(WRITTEN TASK) Rewrite all the items below as a two-column CSV with the header instruction,coordinates, one row per item: its full text in the first column and its answer in the second. Wrap every field in double quotes and replace any line breaks inside a field with spaces.
··· THE DATA
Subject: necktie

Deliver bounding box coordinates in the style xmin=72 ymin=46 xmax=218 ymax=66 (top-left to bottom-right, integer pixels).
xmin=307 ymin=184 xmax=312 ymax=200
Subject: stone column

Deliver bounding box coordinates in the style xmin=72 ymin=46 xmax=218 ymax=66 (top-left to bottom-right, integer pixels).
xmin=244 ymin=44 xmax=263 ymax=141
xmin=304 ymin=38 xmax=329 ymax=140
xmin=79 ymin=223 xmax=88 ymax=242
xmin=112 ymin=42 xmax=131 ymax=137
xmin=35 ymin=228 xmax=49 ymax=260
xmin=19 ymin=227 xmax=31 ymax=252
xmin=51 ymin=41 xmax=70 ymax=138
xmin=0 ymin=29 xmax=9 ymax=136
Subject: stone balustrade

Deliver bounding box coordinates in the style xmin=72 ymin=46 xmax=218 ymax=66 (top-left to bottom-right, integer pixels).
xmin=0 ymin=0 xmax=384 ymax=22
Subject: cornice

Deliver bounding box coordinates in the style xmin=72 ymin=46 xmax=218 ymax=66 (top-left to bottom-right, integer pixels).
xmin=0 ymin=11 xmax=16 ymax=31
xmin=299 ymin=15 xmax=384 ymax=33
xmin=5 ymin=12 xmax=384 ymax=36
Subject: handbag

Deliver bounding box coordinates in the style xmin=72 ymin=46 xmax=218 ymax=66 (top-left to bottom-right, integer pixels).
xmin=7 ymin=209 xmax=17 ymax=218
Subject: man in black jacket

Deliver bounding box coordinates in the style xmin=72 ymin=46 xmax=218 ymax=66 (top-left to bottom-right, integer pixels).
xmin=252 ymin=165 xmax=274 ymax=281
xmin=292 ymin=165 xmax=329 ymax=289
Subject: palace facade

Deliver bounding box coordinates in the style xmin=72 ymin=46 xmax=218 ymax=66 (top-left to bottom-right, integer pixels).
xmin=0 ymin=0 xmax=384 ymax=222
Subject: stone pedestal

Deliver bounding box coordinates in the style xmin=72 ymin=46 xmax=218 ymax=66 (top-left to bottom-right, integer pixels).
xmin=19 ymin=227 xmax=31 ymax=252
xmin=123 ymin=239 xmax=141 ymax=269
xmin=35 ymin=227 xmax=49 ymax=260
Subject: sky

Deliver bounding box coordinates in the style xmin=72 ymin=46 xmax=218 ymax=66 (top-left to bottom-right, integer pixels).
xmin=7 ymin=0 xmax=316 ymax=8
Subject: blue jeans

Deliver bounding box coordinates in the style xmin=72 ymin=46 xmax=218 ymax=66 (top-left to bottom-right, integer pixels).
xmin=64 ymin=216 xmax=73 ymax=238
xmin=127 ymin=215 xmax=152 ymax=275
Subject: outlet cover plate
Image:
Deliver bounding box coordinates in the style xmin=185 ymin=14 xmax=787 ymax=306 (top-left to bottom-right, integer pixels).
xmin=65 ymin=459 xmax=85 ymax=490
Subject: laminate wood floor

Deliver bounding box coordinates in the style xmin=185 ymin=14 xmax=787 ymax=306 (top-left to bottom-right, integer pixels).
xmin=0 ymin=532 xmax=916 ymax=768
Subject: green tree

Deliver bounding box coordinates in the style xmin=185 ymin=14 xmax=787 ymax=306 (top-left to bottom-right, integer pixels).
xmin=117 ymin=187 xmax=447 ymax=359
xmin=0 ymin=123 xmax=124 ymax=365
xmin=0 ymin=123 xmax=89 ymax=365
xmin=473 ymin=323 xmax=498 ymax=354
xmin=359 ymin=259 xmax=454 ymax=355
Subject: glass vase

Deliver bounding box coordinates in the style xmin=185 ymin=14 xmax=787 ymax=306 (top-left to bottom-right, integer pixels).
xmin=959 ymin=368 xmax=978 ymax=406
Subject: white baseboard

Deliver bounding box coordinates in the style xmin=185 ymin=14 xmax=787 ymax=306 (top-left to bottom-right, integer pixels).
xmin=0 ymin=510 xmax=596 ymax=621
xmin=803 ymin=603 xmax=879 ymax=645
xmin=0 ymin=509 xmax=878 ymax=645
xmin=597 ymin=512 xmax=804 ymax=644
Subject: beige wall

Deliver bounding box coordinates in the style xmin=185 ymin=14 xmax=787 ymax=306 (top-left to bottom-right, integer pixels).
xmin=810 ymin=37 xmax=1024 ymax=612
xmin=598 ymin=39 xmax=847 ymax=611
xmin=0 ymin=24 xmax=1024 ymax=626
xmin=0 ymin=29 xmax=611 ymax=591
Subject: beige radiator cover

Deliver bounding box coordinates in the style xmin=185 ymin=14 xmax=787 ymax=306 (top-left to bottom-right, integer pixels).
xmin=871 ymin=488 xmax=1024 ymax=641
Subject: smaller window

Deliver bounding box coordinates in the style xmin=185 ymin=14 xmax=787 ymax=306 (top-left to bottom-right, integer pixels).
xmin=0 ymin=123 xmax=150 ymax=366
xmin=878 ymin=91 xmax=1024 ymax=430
······
(ANSWER IN FULL)
instruction,coordinates
"Subject: necktie Deliver bounding box coordinates in the style xmin=72 ymin=46 xmax=218 ymax=66 (top-left to bottom-right, integer pixels).","xmin=307 ymin=184 xmax=312 ymax=200"
"Subject: stone column Deliver bounding box coordinates in the style xmin=72 ymin=46 xmax=218 ymax=66 (top-left to bottom-right, integer pixels).","xmin=244 ymin=44 xmax=263 ymax=141 xmin=304 ymin=38 xmax=329 ymax=140 xmin=79 ymin=223 xmax=88 ymax=242 xmin=112 ymin=42 xmax=131 ymax=137 xmin=35 ymin=228 xmax=49 ymax=260 xmin=19 ymin=227 xmax=31 ymax=252 xmin=51 ymin=41 xmax=70 ymax=138 xmin=0 ymin=29 xmax=9 ymax=136"
"Subject: stone balustrade Deliver bounding box coordinates in the style xmin=72 ymin=46 xmax=218 ymax=66 (top-left to bottom-right, integer pixels).","xmin=0 ymin=0 xmax=384 ymax=22"
"Subject: cornice Deliver bounding box coordinates in the style xmin=72 ymin=46 xmax=218 ymax=66 (top-left to bottom-right, integer pixels).","xmin=0 ymin=11 xmax=16 ymax=31 xmin=299 ymin=15 xmax=384 ymax=33 xmin=5 ymin=12 xmax=384 ymax=36"
"Subject: handbag Deliver bounding box coordinates in the style xmin=72 ymin=46 xmax=218 ymax=66 (top-left to bottom-right, integer pixels).","xmin=7 ymin=209 xmax=17 ymax=218"
"Subject: man in black jacket Deliver bounding box coordinates in the style xmin=72 ymin=46 xmax=218 ymax=66 (top-left to bottom-right, integer pixels).","xmin=252 ymin=165 xmax=274 ymax=281 xmin=292 ymin=165 xmax=329 ymax=289"
"Subject: palace facade Deliver bounding box coordinates in the style xmin=72 ymin=46 xmax=218 ymax=66 (top-left to bottom-right, integer pixels).","xmin=0 ymin=0 xmax=384 ymax=222"
"Subject: stone pedestal Deliver bounding box coordinates in the style xmin=72 ymin=46 xmax=218 ymax=66 (top-left to bottom-right, integer pixels).","xmin=19 ymin=227 xmax=31 ymax=252 xmin=123 ymin=239 xmax=141 ymax=269 xmin=35 ymin=227 xmax=49 ymax=260"
"Subject: sky Deliver bounding box coordinates in the style xmin=72 ymin=46 xmax=218 ymax=66 (top-left to bottom-right, integer pixels).","xmin=7 ymin=0 xmax=316 ymax=8"
"Subject: blue jeans Deliver bounding box coordinates in the style xmin=72 ymin=46 xmax=218 ymax=66 (top-left to bottom-right, integer pixels).","xmin=64 ymin=216 xmax=73 ymax=238 xmin=127 ymin=215 xmax=152 ymax=275"
"Subject: outlet cover plate Image: Deliver bounding box coordinates in the style xmin=185 ymin=14 xmax=787 ymax=306 (top-left to bottom-right, integer pixels).","xmin=65 ymin=459 xmax=85 ymax=490"
"Subject: laminate wood floor Deliver bounding box coordinates in the style xmin=185 ymin=14 xmax=787 ymax=306 (top-left to bottom-right, integer pixels).","xmin=0 ymin=532 xmax=916 ymax=768"
"Subject: green tree Deliver bounding box coordinates in the style xmin=185 ymin=14 xmax=787 ymax=306 (top-left to bottom-right, integer pixels).","xmin=117 ymin=187 xmax=447 ymax=359 xmin=0 ymin=123 xmax=124 ymax=365 xmin=0 ymin=123 xmax=89 ymax=365 xmin=473 ymin=323 xmax=498 ymax=354 xmin=359 ymin=259 xmax=454 ymax=355"
"Subject: glass vase Deliver bounding box coordinates in the style xmin=185 ymin=14 xmax=787 ymax=306 (top-left to bottom-right, integer pixels).","xmin=959 ymin=368 xmax=978 ymax=406"
"Subject: white baseboard Deliver bounding box coordinates in the style xmin=185 ymin=14 xmax=787 ymax=306 (top-left to bottom-right, integer pixels).","xmin=0 ymin=510 xmax=596 ymax=621 xmin=803 ymin=603 xmax=879 ymax=645 xmin=0 ymin=509 xmax=878 ymax=645 xmin=597 ymin=512 xmax=804 ymax=644"
"Subject: beige wall Deliver bounding box coordinates in the style xmin=185 ymin=14 xmax=787 ymax=306 (top-left to bottom-right, integer pixels).","xmin=810 ymin=37 xmax=1024 ymax=612 xmin=598 ymin=39 xmax=847 ymax=611 xmin=0 ymin=24 xmax=1024 ymax=626 xmin=0 ymin=29 xmax=611 ymax=591"
"Subject: beige radiator cover Deliver bounding box coordinates in the style xmin=185 ymin=14 xmax=787 ymax=306 (top-left to bottom-right, integer pixels).","xmin=871 ymin=488 xmax=1024 ymax=641"
"Subject: smaller window Deliver bounding box coordinates in the style xmin=185 ymin=14 xmax=787 ymax=306 (top-left to bottom-right, integer pixels).","xmin=0 ymin=123 xmax=150 ymax=366 xmin=878 ymin=91 xmax=1024 ymax=430"